(TASK DIRECTIONS): Put the entries below into a JSON list of strings, one string per line and no blank lines, beginning at the line containing "Name the bounding box enclosing the mountain range." and continuing through the line containing "[[0, 105, 799, 232]]".

___ DATA FOR PROCESSING ___

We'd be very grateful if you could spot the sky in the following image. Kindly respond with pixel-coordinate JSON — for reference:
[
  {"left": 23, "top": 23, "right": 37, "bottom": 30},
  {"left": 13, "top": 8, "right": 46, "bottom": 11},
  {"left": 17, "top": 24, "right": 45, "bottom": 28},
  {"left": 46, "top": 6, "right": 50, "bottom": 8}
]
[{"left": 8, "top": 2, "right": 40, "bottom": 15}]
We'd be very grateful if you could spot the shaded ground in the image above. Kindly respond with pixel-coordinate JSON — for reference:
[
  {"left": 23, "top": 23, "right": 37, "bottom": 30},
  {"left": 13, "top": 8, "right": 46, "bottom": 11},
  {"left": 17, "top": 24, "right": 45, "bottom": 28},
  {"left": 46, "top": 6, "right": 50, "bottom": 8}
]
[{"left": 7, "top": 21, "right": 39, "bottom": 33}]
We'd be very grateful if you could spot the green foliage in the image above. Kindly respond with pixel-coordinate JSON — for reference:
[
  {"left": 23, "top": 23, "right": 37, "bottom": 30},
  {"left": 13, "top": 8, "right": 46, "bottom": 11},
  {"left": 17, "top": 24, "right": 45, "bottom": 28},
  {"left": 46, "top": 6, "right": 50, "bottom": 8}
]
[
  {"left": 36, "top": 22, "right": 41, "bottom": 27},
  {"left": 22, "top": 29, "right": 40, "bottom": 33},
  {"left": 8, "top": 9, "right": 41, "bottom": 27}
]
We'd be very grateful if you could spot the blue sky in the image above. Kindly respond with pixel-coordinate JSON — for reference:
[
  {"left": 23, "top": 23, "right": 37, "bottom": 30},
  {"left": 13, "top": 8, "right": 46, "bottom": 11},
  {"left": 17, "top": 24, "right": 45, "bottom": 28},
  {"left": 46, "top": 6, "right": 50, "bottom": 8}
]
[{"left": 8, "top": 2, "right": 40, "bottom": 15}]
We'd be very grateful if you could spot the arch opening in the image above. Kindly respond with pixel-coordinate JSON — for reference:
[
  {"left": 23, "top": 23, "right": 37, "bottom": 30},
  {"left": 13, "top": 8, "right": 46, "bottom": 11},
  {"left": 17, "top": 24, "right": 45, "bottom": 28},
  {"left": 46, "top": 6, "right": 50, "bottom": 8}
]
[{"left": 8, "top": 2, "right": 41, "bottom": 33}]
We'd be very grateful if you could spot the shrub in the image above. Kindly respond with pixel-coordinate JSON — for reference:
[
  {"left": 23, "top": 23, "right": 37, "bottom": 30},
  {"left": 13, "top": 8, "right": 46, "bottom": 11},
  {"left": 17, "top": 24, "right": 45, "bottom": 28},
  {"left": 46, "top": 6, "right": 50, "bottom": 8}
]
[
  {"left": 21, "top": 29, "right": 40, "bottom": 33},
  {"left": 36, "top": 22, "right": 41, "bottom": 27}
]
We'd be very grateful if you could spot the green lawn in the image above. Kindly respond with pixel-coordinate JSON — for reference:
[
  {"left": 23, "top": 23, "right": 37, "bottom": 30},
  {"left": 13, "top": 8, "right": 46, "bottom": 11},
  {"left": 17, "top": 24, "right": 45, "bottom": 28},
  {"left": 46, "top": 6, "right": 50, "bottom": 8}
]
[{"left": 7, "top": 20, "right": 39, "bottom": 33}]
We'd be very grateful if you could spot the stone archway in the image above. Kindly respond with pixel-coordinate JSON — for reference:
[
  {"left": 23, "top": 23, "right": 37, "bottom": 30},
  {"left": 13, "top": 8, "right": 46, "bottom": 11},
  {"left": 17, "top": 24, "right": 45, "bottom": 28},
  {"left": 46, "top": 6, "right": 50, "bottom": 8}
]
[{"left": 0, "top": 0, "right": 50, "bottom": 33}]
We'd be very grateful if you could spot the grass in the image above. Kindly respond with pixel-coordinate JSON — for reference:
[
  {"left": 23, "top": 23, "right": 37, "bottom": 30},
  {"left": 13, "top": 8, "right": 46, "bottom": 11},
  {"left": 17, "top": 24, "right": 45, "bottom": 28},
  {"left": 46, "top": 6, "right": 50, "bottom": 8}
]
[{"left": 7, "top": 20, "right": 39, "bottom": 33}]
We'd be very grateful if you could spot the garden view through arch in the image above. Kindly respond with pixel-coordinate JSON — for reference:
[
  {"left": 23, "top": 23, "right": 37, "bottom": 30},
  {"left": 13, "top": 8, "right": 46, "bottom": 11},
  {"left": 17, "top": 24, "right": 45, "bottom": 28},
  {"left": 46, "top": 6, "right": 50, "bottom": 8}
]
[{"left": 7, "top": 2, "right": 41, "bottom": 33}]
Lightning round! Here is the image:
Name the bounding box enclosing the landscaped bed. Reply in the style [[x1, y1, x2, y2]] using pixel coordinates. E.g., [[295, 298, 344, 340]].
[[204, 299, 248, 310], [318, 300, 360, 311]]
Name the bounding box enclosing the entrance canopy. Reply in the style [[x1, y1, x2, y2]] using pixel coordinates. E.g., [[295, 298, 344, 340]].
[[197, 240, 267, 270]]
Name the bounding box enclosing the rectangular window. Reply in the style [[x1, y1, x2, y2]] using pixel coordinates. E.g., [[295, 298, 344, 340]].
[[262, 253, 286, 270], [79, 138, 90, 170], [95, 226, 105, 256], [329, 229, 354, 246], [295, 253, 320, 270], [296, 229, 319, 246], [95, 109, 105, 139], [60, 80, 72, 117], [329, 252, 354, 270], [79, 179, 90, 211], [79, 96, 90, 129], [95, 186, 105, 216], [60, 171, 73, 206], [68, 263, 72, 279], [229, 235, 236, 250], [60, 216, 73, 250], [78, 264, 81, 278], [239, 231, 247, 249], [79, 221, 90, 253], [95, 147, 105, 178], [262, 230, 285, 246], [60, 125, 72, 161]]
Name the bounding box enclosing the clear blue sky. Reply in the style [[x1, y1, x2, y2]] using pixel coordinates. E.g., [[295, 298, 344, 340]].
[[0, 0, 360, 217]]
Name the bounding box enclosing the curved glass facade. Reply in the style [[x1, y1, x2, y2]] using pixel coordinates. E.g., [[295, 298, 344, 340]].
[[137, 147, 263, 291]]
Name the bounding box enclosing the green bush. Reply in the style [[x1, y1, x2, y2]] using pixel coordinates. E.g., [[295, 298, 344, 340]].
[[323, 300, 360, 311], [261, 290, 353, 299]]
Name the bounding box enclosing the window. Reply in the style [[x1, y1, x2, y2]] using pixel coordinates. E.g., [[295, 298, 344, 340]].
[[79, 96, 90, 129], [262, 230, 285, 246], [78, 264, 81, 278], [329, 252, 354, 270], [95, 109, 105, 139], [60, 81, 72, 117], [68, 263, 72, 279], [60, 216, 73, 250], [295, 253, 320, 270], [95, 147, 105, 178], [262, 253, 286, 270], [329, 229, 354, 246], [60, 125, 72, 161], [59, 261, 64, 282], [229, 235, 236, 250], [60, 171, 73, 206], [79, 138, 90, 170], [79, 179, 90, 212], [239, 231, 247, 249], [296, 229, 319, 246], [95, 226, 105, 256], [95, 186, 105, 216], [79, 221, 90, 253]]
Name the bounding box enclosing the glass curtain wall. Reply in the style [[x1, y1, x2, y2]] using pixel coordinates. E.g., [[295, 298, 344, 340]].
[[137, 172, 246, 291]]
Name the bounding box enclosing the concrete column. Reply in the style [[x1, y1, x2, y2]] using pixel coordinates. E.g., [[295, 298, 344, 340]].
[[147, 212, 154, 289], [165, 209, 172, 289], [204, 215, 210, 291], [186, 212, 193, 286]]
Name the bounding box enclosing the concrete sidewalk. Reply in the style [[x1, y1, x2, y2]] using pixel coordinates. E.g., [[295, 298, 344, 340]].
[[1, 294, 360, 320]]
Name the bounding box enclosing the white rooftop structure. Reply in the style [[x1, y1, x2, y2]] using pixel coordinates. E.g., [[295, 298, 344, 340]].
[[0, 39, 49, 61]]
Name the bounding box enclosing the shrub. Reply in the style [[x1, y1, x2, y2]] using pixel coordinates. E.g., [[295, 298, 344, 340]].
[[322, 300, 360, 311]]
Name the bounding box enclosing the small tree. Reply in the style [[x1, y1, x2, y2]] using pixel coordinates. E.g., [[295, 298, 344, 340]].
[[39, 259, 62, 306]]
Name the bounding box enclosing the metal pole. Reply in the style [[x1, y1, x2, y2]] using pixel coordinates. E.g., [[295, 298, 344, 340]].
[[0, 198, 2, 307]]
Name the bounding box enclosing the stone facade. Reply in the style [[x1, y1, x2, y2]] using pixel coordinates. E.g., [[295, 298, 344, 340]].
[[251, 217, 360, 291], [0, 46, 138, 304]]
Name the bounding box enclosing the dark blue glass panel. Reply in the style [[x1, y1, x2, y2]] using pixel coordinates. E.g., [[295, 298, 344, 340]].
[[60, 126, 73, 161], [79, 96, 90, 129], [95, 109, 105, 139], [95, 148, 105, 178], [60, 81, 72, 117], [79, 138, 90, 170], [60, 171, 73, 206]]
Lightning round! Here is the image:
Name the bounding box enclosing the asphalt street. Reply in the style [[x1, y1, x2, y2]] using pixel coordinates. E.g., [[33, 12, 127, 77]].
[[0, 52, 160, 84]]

___
___ DATA FOR PROCESSING ___

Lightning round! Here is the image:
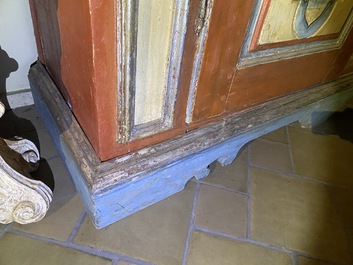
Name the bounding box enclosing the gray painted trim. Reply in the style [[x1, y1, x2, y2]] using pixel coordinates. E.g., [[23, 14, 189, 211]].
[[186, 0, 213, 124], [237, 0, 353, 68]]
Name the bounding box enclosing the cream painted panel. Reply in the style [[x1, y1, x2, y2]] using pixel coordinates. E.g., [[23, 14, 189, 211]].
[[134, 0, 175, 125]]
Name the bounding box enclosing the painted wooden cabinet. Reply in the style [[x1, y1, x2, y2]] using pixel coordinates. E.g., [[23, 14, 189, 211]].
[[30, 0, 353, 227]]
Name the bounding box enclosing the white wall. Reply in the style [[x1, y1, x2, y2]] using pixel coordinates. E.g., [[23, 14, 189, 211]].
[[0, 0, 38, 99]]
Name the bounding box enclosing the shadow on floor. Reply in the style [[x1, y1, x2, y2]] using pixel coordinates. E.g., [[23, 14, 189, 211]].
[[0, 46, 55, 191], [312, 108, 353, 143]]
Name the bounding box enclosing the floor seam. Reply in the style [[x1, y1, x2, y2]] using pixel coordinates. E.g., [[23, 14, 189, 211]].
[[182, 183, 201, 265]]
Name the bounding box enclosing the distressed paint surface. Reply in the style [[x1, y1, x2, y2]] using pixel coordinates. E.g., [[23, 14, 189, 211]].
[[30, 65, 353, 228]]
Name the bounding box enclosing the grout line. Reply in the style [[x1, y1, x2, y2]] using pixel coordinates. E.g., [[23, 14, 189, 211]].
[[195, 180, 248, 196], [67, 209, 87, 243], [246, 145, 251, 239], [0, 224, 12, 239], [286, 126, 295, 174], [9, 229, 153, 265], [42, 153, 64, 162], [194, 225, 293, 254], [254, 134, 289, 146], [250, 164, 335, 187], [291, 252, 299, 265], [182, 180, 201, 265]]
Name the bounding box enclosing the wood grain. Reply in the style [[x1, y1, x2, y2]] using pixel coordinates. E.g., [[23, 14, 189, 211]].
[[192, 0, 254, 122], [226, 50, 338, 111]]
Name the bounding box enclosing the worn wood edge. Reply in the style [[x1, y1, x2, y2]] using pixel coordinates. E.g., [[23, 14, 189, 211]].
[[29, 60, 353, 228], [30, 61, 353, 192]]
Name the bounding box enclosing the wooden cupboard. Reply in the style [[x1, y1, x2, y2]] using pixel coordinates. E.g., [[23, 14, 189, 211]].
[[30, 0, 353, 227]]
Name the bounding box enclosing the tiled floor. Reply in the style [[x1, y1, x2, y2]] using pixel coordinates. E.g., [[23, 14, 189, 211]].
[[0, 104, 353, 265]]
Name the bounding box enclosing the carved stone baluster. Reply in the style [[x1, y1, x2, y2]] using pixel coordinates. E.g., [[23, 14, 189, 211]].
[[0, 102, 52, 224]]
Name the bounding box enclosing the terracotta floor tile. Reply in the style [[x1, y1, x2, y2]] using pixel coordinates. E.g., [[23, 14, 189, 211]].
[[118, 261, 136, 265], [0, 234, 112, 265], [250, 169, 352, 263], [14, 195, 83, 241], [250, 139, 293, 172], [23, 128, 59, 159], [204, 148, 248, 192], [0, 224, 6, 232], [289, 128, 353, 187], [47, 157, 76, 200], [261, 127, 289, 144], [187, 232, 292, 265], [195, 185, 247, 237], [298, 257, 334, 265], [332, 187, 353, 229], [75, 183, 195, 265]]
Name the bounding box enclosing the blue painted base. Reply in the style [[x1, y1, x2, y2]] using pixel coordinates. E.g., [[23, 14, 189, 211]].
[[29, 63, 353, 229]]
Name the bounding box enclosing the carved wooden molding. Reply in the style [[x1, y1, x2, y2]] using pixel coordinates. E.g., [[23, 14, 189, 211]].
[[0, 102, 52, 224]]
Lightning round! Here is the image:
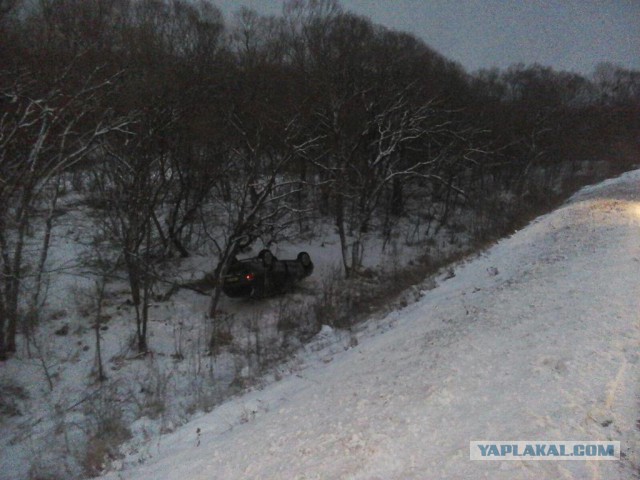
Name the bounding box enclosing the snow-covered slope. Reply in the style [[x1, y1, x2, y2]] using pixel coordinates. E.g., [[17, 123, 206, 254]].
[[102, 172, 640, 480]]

___
___ DATA FOR PROCESSING ___

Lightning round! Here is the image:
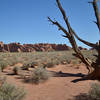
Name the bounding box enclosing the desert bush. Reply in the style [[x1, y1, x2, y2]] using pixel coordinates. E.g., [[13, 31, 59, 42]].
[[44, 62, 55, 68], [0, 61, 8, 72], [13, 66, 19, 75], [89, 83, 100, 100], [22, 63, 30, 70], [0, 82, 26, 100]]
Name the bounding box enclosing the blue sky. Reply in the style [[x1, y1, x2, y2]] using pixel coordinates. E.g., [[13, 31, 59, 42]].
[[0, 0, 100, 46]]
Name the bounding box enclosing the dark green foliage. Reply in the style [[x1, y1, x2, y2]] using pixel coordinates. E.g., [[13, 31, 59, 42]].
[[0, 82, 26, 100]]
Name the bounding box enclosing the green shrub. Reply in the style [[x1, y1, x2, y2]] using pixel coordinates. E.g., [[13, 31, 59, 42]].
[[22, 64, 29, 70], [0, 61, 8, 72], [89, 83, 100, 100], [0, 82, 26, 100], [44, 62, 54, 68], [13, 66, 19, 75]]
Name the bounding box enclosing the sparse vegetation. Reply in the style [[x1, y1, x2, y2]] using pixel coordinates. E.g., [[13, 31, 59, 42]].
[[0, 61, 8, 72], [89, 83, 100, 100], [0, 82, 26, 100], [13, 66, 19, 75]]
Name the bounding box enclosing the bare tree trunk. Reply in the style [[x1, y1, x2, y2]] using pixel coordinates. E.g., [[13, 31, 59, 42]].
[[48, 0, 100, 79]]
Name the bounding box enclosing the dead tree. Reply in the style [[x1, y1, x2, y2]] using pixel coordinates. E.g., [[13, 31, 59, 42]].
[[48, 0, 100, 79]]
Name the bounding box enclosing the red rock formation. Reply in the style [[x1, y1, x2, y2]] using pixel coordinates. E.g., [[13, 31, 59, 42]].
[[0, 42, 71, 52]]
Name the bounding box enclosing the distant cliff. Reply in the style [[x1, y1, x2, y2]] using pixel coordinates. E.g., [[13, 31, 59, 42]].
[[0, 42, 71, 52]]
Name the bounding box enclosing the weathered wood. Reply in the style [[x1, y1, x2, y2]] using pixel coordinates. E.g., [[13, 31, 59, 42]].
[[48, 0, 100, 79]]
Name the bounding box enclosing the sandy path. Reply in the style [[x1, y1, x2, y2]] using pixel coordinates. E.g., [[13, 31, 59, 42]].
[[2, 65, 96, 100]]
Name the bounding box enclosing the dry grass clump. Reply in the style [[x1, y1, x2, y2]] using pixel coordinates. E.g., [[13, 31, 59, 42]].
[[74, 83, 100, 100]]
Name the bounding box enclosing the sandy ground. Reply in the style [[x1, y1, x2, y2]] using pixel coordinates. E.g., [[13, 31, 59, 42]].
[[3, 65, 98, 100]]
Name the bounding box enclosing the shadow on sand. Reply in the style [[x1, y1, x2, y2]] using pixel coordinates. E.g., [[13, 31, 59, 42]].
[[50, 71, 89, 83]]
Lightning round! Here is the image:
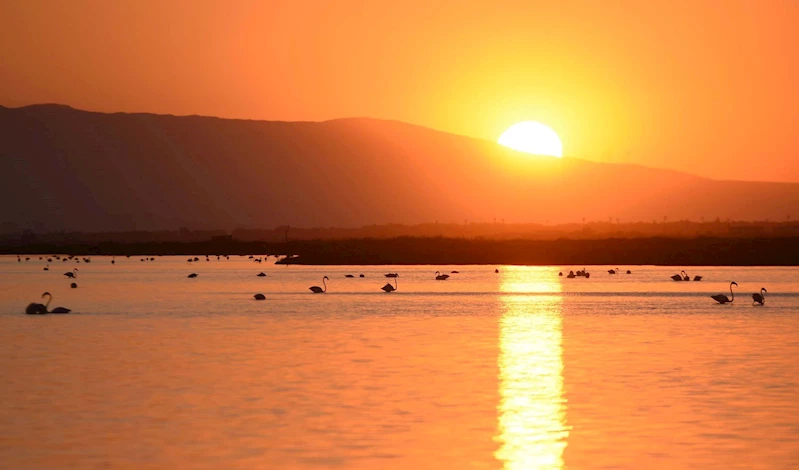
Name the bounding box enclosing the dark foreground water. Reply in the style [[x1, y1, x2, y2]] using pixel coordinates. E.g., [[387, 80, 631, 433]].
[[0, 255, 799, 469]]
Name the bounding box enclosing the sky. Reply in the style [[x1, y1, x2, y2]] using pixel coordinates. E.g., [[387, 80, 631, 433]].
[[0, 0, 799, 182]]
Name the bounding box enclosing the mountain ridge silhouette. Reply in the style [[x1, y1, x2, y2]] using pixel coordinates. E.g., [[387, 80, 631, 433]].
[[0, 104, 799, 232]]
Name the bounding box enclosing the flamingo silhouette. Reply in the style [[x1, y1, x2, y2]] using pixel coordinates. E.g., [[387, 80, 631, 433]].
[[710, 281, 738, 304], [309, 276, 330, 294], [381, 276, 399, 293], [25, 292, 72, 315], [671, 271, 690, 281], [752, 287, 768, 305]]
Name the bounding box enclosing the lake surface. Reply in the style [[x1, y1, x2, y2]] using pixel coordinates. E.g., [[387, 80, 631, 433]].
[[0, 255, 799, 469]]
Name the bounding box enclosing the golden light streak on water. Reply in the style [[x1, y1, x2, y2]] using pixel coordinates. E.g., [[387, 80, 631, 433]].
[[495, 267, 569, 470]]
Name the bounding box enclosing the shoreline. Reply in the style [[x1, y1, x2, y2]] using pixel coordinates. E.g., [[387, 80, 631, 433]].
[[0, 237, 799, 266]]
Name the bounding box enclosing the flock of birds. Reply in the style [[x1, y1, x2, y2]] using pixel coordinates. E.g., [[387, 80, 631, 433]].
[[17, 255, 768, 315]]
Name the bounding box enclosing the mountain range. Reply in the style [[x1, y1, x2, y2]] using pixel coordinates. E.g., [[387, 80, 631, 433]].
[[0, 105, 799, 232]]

___

(TASK OUTPUT):
[
  "Name the bounding box enclosing the mountain range. Reply in the style [[x1, y1, x2, y2]] using pixel coordinates. E.g., [[387, 80, 631, 433]].",
  "[[0, 105, 799, 232]]"
]